Copy all the lines below without altering anything.

Top of Study material

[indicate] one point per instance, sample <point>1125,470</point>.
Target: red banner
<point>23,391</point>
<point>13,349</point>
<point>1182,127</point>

Bottom of Study material

● **Task response**
[indicate] one point per instance, sample <point>1125,470</point>.
Target: red banner
<point>23,391</point>
<point>13,349</point>
<point>1182,127</point>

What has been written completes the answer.